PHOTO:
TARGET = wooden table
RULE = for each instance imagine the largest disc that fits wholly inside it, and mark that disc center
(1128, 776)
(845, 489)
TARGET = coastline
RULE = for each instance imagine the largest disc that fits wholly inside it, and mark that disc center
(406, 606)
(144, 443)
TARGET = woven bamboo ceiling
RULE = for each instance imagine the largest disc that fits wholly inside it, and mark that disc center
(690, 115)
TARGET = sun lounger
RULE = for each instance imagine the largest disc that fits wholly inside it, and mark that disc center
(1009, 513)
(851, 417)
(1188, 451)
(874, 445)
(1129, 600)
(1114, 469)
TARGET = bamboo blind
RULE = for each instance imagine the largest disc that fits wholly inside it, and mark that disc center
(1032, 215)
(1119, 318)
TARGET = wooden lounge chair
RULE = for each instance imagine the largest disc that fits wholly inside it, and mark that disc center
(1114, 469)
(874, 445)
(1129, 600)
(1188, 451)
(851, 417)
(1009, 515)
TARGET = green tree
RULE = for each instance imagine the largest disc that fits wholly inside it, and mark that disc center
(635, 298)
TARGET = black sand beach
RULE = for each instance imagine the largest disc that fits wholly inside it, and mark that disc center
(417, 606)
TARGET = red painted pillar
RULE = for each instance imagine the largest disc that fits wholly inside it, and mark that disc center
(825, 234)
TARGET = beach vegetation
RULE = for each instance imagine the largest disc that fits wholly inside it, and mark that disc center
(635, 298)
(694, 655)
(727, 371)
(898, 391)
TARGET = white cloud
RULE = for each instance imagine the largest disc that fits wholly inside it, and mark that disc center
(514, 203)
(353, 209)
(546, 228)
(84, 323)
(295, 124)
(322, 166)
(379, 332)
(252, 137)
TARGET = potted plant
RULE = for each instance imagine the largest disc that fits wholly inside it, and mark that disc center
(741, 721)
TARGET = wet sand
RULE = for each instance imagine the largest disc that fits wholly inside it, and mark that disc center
....................
* CHALLENGE
Rewrite all of the material above, replacing each occurrence of "disc" with "circle" and leaving everything else unchanged.

* TASK OUTPUT
PHOTO:
TARGET = wooden table
RULE = for each instance imagine the largest circle that fits wholly inside it, and mark that circle center
(1128, 776)
(845, 489)
TARGET = coastline
RULE = for each instance imagine the largest circle that fits wholly inside it, and mark that circle center
(406, 606)
(144, 443)
TARGET = woven bamboo ceiling
RULE = for each instance imagine the largest circle that fits wholly inside it, and mark that circle center
(690, 115)
TARGET = sun lounger
RULE = for each instance imagine the largest circle that fits wholly inside it, and mark that circle center
(1009, 513)
(851, 417)
(1188, 451)
(874, 445)
(1129, 600)
(1114, 469)
TARGET = bamboo blind
RULE = for each instance imagine the largest circle that fits wholly inside it, and mark that circle center
(1032, 215)
(1119, 318)
TARGET = wooden lounge chair
RULE = for each instance imagine the largest circle that fits wholly inside it, and mark that circle center
(1114, 469)
(874, 445)
(1129, 600)
(1188, 451)
(851, 417)
(1009, 515)
TARGET = green tree
RULE = for each instance imagine the largest circle that fits wholly inside it, and mark that circle center
(635, 298)
TARGET = black sand beach
RULE = for each instance imagine the largest circle that fits wholly inside it, and mark that circle center
(417, 606)
TARGET = red painted pillar
RULE = for each instance imagine the largest circle that fits wholly inside it, and mark that circle center
(825, 234)
TARGET = beach vegetation
RULE = for each instance imagine the largest circle that fits wholly inside it, and mark that circle center
(635, 298)
(694, 655)
(727, 371)
(898, 391)
TARGET = white cloud
RULE = for each instance imagine the largest circle that fits wholly inside it, and mark that circle center
(514, 203)
(353, 209)
(546, 228)
(84, 323)
(295, 124)
(322, 166)
(379, 332)
(252, 137)
TARGET = potted plant
RULE = for each instance imagine the largest circle that fits wholly inside it, and mark that circle center
(741, 721)
TARGET = wet sand
RULE = for each instance imagine the largest circle that fits wholly inside it, and mark that circle center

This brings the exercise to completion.